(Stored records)
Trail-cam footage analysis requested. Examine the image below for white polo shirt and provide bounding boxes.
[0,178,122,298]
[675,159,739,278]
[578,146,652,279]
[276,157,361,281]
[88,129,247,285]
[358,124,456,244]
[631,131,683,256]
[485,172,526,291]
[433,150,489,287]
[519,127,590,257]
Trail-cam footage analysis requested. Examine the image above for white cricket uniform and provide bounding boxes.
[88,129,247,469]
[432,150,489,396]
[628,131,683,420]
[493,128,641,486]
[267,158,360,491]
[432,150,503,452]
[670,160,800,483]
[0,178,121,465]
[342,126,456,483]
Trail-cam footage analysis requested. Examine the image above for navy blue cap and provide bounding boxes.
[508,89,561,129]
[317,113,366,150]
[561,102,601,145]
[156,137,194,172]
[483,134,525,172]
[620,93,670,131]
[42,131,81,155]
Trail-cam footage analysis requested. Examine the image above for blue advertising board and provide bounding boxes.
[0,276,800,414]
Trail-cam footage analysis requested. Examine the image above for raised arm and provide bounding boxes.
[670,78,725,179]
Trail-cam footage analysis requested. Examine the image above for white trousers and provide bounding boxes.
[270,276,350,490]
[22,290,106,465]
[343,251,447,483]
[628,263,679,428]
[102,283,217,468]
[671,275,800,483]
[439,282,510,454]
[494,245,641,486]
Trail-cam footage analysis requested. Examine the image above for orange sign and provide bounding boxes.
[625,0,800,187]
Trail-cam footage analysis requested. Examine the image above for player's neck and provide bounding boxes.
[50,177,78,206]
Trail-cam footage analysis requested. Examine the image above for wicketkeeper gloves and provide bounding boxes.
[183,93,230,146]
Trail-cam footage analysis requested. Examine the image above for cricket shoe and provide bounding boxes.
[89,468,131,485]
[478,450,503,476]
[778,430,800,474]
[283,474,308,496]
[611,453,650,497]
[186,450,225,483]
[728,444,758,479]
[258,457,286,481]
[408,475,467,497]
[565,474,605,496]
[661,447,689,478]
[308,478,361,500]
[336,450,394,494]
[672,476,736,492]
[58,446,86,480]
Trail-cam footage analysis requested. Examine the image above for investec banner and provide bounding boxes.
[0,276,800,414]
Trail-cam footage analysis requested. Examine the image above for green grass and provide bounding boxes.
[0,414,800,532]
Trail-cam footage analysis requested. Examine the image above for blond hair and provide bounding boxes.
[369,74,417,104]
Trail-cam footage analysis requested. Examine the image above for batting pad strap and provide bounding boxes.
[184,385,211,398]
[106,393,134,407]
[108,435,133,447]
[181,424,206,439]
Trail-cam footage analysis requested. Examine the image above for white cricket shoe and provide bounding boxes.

• Direction: Update the lines by replacing "Trail-cam footage" with "Drone footage" everywhere it occurs. Leave everything else unchanged.

• The response:
Drone footage analysis requested. Examine the image below for white polo shirt and provide bounding boxes.
[0,178,122,298]
[675,159,739,278]
[578,146,652,279]
[276,157,361,281]
[88,129,247,285]
[358,124,456,244]
[631,131,683,256]
[485,172,526,291]
[433,150,489,287]
[519,127,590,257]
Drone footage analysis requested. Examine the image above for white cricket uniform and provide bounding boxes.
[88,129,247,469]
[432,150,489,396]
[628,131,683,420]
[493,128,641,486]
[267,158,360,491]
[432,150,503,452]
[670,160,800,483]
[0,178,121,465]
[342,126,456,483]
Drone footage analysis requested. Examine the image above for navy blue cap and provide bounding boxes.
[508,89,561,129]
[317,113,366,150]
[561,102,601,145]
[156,137,194,172]
[483,134,525,172]
[620,93,670,131]
[42,131,81,155]
Drone footage analysis requested. Examine the image above for blue advertising board and provide bounding boxes.
[0,276,800,414]
Drone footage analysis requested. Examine the image above for raised arm and provide bounding boxes.
[670,78,725,179]
Drone footage analysis requested. Examine the image above for white trousers and provide bounding boxes.
[270,276,350,490]
[22,290,106,465]
[343,251,447,483]
[628,263,679,428]
[102,283,217,468]
[671,275,800,483]
[439,282,510,454]
[494,245,641,486]
Drone footage analysis requested. Examine the image above for orange sign and provide bounding boxes.
[625,0,800,187]
Drone footage analysis requested. Examine the image above for player's neck and provide bounding boxes.
[50,177,78,206]
Drone footage analysis requested. Examine the image above for wicketkeeper gloves and provide bounding boxes.
[183,93,230,146]
Drone footage analysis requested. Examine the image above for cricket shoe and provide bounding boxes.
[89,468,131,485]
[478,450,503,476]
[778,430,800,474]
[283,474,308,496]
[611,453,650,497]
[186,450,225,483]
[728,444,758,479]
[258,457,286,481]
[408,475,467,497]
[565,474,605,496]
[661,447,689,478]
[308,478,361,500]
[336,450,394,494]
[672,476,736,492]
[58,446,86,480]
Drone footage analysis requested. Examine the image above for investec banner and provide bounding boxes.
[0,276,800,414]
Drone footage analysis requested. Examine the image above for green grass and provide bounding boxes.
[0,414,800,532]
Drone footage analysis requested. Examine the image above for blond hair and provide bounding boxes.
[369,74,417,104]
Drone footage analysis requested. Examine the image above for batting pad strap and provide bounding boxes.
[184,385,211,398]
[106,393,134,407]
[108,435,133,447]
[181,424,206,439]
Drone footage analysis requested. Examine the image above for white cricket shoe and provide bounding boxes.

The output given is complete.